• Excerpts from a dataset
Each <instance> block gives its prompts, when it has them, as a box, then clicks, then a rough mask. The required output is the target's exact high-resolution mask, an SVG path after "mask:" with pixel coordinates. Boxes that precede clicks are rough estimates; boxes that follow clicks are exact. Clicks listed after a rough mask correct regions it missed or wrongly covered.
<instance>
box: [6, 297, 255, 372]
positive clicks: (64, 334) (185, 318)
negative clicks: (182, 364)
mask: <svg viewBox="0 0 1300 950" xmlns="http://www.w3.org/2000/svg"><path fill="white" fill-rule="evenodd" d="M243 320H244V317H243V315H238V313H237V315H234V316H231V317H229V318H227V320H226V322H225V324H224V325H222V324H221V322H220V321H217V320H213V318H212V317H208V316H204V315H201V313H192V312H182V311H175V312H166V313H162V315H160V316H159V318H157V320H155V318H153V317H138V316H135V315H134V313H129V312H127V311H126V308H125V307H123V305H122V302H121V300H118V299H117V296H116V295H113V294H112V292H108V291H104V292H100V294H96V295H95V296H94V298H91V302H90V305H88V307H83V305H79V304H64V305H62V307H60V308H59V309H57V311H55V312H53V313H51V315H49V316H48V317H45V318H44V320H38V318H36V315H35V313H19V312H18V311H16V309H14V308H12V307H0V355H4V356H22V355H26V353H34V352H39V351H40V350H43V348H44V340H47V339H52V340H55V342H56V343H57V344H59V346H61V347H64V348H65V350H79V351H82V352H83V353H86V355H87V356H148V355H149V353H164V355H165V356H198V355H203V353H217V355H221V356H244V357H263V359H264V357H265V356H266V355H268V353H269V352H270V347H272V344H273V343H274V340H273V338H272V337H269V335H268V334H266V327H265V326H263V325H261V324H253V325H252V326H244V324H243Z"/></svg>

• Task item
If a line of the data contains "instance", copy it out.

• Output of the task
Each <instance> block gives its prompts, when it has them, as a box, then clicks, then a rough mask. The required output is the target's exact high-resolution mask, an SVG path after "mask:" with pixel coordinates. Boxes that precede clicks are rough estimates; boxes that follow clicks are exact. Clicks listed after a rough mask correct regions it missed or wrongly covered.
<instance>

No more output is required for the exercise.